## Source passage

The works in the exhibition are materially fascinating and very beautiful, which allows them to function as a kind of Trojan Horse, with seductive surfaces that captivate the viewer before they can divine the deeper meaning. The art communicates complex ideas visually and successfully crosses barriers; political, socio-economical, and geographical.
Artists in the exhibition include, Andrea Arrubla, Ben Thorp Brown, Noa Charuvi, Wojciech Gilewicz, Frances Goodman, Marisa Morán Jahn, Marie Christine Katz, Kakyoung Lee, Michael Mandiberg, Joiri Minaya, Debra Priestly, Jean Shin, Aram Han Sifuentes, Paul Anthony Smith, Maayan Strauss, Mierle Laderman Ukeles, Rodrigo Valenzuela, and Elizabeth White.

## What to produce
Reproduce verbatim the portion of the exhibition text that opens with the words containing "The works in" and closes with "and Elizabeth White.". The entries that come next are separate material and are not part of the exhibition text.

Named-object pointing entries:
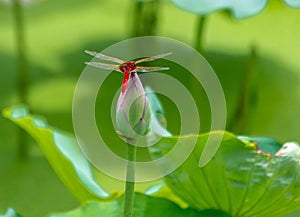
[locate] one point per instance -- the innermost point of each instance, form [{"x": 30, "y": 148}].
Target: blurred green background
[{"x": 264, "y": 49}]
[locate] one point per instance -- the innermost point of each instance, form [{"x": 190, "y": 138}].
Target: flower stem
[
  {"x": 22, "y": 80},
  {"x": 199, "y": 33},
  {"x": 239, "y": 118},
  {"x": 130, "y": 177}
]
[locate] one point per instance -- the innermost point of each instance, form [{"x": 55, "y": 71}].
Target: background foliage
[{"x": 58, "y": 31}]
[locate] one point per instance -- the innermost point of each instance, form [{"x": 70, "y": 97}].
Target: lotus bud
[{"x": 133, "y": 112}]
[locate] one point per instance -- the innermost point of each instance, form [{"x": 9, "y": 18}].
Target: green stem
[
  {"x": 22, "y": 79},
  {"x": 137, "y": 15},
  {"x": 130, "y": 177},
  {"x": 199, "y": 33},
  {"x": 238, "y": 120}
]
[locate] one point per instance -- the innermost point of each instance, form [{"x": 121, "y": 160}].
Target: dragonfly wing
[
  {"x": 147, "y": 59},
  {"x": 150, "y": 68},
  {"x": 104, "y": 57},
  {"x": 103, "y": 65}
]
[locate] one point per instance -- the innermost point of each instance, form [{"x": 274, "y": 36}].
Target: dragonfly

## Answer to this problem
The works in the exhibition are materially fascinating and very beautiful, which allows them to function as a kind of Trojan Horse, with seductive surfaces that captivate the viewer before they can divine the deeper meaning. The art communicates complex ideas visually and successfully crosses barriers; political, socio-economical, and geographical.
Artists in the exhibition include, Andrea Arrubla, Ben Thorp Brown, Noa Charuvi, Wojciech Gilewicz, Frances Goodman, Marisa Morán Jahn, Marie Christine Katz, Kakyoung Lee, Michael Mandiberg, Joiri Minaya, Debra Priestly, Jean Shin, Aram Han Sifuentes, Paul Anthony Smith, Maayan Strauss, Mierle Laderman Ukeles, Rodrigo Valenzuela, and Elizabeth White.